▶ _AUFGABEN_
1 – Prüfen Sie anhand des Textauszugs über die Basquiat-Schau in der Schirn, ob die folgenden Aussagen zutreffen, und belegen Sie jede Antwort (ja oder nein) mit einem wörtlichen Zitat: (a) Basquiat starb im Alter von 27 Jahren. (b) Die Ausstellung zeigt ausschließlich Gemälde. (c) Die letzte große Basquiat-Ausstellung davor fand in der Kunsthalle Würth in Künzelsau statt.
2 – Übersetzen Sie den folgenden Satz aus dem Textauszug über die Basquiat-Schau ins Englische: „Gezeigt werden nicht nur seine berühmten Gemälde, sondern auch Zeichnungen, Notizbücher, Objekte, seltene Filme, Fotografien, Musik und Archivmaterial aus dem Umfeld des Künstlers.“

─── TEXTAUSZUG

Jean-Michel Basquiat

Explosiv-expressiv

Die Schirn Kunsthalle Frankfurt widmet dem US-Künstler Jean-Michel Basquiat eine einmalige Schau

02.03.2018 UPDATE: 10.03.2018 06:00 Uhr 2 Minuten, 17 Sekunden

Jean-Michel Basquiat: Glenn, 1984. Acrylic, oil stick and photocopy, collage on canvas, Private collection, © VG Bild-Kunst. Bonn, 2018 & The Estate of Jean-Michel Basquiat, Licensed by Artestar, New York. Foto: Schirn Kunsthalle Frankfurt

Von Susann Behnke-Pfuhl

Basquiat in Deutschland! Mehr als 15 Jahre nach seiner letzten großen Ausstellung in der Kunsthalle Würth in Künzelsau widmet nun die Schirn in Frankfurt dem US-Ausnahmekünstler, der 1988 mit 27 Jahren an eine Überdosis Drogen starb, eine umfassende Schau. Gezeigt werden nicht nur seine berühmten Gemälde, sondern auch Zeichnungen, Notizbücher, Objekte, seltene Filme, Fotografien, Musik und Archivmaterial aus dem Umfeld des Künstlers. Bislang konnte man nur in wenigen retrospektiven Ausstellungen einen Blick auf die explosiv-expressiven Bilder werfen - umso mehr erfreut das Ereignis in Frankfurt.

──────
─── GESPEICHERTES MATERIAL

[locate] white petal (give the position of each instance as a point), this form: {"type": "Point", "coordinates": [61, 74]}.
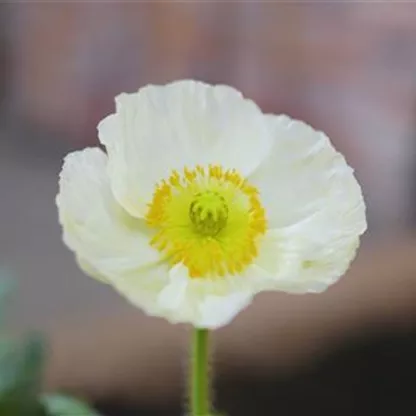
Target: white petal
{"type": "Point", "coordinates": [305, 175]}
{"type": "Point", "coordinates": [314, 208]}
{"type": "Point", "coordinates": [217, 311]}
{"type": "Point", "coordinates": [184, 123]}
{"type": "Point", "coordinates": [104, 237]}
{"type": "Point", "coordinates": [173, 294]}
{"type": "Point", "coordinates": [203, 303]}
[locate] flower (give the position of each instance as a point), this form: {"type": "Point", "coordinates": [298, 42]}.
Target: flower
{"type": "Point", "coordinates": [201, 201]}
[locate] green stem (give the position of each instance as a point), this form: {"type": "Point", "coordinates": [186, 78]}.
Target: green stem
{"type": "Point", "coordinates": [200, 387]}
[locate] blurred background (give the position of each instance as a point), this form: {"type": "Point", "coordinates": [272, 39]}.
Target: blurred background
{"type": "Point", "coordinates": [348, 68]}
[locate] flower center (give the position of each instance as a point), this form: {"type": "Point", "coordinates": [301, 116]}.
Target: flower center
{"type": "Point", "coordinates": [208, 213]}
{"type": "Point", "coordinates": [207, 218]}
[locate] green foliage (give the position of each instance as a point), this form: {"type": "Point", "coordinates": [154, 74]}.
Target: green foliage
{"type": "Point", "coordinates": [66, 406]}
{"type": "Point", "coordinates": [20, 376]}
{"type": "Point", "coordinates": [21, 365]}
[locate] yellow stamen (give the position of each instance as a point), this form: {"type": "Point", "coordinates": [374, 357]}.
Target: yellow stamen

──────
─── GESPEICHERTES MATERIAL

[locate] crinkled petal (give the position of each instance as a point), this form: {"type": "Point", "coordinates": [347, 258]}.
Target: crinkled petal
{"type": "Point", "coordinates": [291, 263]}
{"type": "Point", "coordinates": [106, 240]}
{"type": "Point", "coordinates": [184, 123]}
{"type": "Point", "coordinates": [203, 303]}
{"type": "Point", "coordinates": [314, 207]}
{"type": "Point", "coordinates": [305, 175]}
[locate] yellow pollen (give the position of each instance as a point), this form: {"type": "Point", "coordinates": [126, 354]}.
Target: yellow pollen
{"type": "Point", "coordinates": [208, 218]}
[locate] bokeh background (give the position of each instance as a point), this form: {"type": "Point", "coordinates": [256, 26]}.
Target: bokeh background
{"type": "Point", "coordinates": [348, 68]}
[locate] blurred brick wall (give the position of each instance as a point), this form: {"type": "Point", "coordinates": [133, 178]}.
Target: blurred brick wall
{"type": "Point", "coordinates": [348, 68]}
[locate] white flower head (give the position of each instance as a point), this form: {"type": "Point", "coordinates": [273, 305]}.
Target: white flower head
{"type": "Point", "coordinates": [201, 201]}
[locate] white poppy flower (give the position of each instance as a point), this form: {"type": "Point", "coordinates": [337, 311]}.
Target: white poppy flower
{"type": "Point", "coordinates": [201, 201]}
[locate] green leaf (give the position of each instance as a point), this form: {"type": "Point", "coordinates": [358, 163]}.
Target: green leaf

──────

▶ _ANTWORTEN JE AUFGABE_
1 –
(a) Ja: „der 1988 mit 27 Jahren an eine Überdosis Drogen starb“
(b) Nein: „Gezeigt werden nicht nur seine berühmten Gemälde, sondern auch Zeichnungen, Notizbücher, Objekte, seltene Filme, Fotografien, Musik und Archivmaterial aus dem Umfeld des Künstlers.“
(c) Ja: „Mehr als 15 Jahre nach seiner letzten großen Ausstellung in der Kunsthalle Würth in Künzelsau“

2 – On display are not only his famous paintings but also drawings, notebooks, objects, rare films, photographs, music, and archival material from the artist's circle.